QUÉ HACER:
Indica cuántas líneas del material contienen la cadena "beam", teniendo en cuenta mayúsculas y minúsculas. Responde solo con el número.

MATERIAL PROPORCIONADO:
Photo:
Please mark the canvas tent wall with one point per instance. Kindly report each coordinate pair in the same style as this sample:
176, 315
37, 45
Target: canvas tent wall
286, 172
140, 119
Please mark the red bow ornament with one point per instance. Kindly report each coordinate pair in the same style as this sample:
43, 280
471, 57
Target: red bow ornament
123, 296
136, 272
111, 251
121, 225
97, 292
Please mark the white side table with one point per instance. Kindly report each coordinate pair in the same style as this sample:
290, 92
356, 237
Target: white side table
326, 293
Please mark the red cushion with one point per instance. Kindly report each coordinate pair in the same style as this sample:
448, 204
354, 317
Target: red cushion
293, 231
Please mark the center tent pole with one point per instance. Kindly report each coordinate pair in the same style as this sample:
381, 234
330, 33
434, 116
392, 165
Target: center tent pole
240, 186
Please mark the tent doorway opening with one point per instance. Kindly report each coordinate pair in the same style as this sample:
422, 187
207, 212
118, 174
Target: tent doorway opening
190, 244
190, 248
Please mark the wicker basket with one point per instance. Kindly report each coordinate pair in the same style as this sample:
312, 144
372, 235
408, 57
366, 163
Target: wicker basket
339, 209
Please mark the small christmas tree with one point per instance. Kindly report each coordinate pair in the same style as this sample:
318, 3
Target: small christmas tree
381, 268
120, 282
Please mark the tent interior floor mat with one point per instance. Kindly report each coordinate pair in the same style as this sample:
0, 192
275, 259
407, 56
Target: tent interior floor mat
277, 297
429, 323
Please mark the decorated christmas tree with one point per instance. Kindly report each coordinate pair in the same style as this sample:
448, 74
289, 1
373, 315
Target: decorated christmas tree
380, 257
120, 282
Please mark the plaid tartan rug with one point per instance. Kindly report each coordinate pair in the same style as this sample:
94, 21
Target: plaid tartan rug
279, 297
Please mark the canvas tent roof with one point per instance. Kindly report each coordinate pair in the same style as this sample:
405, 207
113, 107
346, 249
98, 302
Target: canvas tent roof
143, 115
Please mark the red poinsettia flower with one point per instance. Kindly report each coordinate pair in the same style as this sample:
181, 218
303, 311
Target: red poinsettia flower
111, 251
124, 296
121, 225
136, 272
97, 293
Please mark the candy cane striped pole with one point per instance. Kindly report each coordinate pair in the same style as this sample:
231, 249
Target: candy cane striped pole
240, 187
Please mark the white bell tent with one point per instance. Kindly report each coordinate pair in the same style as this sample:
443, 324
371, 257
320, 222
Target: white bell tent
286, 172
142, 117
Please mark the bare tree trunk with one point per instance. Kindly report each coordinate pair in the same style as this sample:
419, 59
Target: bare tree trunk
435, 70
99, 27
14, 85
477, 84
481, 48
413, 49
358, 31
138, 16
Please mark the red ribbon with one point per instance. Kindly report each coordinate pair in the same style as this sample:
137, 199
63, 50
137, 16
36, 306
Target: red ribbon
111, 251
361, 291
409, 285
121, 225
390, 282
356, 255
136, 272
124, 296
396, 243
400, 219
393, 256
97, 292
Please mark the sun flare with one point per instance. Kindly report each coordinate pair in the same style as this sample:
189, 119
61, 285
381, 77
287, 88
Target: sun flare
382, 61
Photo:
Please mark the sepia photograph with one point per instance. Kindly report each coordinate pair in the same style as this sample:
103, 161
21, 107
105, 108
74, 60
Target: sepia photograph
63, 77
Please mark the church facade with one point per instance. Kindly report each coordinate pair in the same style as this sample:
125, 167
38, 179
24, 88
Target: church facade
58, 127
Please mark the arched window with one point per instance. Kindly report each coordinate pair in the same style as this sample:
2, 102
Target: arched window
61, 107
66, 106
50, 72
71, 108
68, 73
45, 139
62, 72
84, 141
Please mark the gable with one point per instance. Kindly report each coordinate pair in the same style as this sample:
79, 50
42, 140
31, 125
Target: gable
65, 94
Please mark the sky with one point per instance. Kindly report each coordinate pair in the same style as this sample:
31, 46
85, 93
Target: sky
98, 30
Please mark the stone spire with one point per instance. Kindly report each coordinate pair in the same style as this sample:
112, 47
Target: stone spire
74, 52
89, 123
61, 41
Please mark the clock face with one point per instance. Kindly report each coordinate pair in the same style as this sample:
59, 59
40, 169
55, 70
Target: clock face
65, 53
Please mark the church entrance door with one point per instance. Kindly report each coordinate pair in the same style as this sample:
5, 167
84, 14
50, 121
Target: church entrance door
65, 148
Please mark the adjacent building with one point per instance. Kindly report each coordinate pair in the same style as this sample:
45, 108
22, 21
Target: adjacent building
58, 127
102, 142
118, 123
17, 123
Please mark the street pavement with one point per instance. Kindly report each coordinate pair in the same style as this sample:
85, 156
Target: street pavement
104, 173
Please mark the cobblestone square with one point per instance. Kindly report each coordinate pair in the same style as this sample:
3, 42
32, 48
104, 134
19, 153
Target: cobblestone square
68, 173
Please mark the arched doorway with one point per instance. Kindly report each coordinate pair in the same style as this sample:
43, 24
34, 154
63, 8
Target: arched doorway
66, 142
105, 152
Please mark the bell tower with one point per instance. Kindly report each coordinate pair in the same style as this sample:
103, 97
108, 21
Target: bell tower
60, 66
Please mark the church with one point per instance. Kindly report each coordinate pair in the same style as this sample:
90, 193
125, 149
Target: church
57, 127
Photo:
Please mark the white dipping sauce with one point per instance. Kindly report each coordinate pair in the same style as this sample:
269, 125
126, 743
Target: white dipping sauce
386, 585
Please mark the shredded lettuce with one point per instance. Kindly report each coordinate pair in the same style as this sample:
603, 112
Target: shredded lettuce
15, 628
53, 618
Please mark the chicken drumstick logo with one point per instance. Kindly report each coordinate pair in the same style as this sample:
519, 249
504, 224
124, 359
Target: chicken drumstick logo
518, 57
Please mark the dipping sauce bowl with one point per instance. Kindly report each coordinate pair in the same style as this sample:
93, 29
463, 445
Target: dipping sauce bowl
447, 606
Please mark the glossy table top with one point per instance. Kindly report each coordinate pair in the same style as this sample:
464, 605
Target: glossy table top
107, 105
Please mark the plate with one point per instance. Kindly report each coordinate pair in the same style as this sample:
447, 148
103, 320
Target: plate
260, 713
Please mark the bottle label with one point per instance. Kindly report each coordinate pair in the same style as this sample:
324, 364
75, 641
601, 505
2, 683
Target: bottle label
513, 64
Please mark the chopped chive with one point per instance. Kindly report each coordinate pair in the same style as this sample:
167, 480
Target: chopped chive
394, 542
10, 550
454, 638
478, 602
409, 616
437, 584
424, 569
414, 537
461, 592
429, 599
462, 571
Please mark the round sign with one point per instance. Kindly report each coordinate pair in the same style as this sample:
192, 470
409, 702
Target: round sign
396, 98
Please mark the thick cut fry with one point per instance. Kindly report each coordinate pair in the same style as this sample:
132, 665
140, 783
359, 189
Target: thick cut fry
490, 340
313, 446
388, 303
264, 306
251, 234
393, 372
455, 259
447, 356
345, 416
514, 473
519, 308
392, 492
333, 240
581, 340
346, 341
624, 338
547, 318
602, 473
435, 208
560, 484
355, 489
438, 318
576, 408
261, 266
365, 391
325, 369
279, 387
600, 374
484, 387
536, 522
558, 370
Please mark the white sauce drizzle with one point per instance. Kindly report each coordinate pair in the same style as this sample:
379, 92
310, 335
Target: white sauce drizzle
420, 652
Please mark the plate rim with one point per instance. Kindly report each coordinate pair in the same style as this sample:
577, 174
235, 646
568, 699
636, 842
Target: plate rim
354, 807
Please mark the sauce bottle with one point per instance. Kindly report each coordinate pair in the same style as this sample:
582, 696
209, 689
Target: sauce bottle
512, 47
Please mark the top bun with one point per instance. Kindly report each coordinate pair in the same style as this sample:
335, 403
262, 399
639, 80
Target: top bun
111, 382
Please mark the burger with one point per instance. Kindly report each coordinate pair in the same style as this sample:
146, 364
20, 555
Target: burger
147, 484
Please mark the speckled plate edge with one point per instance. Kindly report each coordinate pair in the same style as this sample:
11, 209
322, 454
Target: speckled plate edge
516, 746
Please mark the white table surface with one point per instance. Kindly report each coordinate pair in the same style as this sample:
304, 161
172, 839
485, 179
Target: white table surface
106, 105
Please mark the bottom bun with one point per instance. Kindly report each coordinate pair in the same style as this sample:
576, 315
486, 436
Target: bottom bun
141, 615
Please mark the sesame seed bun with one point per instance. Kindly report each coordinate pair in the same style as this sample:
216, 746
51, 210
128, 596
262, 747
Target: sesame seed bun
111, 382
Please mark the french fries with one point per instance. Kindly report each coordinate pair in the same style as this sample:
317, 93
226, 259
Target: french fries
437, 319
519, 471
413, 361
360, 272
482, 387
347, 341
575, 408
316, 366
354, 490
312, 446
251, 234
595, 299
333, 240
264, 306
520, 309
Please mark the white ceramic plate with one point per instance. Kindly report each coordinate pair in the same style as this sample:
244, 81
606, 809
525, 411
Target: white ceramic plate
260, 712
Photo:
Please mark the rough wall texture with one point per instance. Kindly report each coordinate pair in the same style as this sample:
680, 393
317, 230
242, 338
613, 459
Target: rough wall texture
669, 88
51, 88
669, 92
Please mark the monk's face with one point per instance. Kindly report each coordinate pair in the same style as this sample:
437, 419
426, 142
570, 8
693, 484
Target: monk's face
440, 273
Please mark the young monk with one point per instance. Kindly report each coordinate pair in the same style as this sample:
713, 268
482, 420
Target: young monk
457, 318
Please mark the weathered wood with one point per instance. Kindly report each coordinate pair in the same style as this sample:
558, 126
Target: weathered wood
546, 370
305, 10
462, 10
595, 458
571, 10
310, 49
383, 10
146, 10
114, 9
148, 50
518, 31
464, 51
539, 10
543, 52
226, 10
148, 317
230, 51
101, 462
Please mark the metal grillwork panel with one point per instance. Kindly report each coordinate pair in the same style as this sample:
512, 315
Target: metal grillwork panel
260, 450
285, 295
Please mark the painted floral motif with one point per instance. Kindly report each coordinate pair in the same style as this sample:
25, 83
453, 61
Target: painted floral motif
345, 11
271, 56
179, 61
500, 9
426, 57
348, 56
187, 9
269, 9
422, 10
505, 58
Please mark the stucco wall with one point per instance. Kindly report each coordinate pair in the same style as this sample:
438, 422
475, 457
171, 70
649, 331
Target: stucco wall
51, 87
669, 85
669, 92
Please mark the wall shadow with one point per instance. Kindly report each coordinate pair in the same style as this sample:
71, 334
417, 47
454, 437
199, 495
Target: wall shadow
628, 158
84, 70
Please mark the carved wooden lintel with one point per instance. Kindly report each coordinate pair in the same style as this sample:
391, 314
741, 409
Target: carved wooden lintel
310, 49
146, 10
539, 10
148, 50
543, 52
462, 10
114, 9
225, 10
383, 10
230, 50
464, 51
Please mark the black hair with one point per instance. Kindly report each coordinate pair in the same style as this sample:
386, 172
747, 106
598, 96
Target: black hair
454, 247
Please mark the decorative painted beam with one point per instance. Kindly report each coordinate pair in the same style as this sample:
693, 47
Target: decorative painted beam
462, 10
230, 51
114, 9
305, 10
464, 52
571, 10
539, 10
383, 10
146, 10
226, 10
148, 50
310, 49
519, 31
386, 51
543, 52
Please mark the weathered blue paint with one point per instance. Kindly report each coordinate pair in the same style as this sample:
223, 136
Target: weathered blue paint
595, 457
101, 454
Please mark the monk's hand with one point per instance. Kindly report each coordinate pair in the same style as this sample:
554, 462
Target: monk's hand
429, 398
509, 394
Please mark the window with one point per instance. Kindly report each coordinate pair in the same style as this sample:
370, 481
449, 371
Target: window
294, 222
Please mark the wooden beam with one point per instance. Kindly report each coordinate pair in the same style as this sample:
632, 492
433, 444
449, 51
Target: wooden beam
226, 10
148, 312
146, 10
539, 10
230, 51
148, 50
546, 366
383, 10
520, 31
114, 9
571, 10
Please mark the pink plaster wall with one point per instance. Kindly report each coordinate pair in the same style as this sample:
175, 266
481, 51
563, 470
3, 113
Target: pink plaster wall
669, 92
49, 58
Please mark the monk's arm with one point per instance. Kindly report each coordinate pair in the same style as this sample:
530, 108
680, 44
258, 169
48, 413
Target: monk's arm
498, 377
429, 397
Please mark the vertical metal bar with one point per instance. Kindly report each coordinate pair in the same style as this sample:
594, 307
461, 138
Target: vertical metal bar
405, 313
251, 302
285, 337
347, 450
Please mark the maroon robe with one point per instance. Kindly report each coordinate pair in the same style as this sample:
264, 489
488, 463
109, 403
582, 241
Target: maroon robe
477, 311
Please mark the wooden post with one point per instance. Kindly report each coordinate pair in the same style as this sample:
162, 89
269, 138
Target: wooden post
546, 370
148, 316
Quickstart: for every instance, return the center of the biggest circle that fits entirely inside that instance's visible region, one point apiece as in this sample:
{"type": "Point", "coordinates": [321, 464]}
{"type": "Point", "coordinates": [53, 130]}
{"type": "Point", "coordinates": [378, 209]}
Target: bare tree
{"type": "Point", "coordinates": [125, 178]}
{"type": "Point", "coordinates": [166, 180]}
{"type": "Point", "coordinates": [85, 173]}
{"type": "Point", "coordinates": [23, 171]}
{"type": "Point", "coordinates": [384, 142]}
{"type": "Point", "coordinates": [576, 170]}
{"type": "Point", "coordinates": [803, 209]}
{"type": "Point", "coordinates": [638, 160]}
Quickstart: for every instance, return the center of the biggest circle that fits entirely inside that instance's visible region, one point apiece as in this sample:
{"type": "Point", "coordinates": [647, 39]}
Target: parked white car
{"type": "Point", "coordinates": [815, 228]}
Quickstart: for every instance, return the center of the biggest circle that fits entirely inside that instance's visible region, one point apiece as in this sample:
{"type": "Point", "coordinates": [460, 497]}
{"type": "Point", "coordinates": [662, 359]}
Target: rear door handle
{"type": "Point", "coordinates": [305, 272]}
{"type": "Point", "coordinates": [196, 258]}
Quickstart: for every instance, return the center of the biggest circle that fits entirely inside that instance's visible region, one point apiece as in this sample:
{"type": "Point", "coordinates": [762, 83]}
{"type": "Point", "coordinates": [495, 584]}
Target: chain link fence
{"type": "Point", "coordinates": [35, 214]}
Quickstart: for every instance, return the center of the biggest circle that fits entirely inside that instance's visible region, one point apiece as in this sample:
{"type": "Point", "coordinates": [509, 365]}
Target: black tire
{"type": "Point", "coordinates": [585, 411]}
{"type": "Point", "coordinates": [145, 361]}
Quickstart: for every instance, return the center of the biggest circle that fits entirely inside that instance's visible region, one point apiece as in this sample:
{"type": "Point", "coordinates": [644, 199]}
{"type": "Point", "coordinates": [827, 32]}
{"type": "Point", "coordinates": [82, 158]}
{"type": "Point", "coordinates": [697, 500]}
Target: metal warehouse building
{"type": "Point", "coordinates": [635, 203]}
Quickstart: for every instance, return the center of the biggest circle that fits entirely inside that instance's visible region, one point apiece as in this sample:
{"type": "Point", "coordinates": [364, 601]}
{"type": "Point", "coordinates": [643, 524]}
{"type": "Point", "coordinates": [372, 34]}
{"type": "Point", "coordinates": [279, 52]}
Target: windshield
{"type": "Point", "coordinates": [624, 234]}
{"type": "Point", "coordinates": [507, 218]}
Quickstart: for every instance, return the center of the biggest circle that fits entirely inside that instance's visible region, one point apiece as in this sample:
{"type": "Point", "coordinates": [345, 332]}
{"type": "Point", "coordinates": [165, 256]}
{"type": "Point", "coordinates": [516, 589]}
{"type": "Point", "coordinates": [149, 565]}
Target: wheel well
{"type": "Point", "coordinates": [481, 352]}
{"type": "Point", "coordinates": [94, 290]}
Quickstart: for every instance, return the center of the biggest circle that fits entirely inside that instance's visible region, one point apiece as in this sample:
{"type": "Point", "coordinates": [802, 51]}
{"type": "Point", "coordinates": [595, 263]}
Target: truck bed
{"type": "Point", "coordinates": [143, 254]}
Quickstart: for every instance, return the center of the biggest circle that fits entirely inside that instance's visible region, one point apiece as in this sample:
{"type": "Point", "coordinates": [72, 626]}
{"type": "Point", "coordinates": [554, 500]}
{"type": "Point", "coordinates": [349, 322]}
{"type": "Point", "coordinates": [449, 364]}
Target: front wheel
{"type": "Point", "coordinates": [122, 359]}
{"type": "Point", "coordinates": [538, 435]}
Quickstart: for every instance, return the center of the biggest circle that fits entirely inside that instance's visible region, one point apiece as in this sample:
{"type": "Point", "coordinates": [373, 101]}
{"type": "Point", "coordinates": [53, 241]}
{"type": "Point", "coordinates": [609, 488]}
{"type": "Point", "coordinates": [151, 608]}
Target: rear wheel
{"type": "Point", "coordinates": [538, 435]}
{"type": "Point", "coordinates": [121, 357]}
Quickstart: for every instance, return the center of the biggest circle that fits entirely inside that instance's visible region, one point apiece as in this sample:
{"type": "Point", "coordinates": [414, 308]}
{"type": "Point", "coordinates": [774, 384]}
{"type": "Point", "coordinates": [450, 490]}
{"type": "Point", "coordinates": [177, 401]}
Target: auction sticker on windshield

RESPUESTA CORRECTA:
4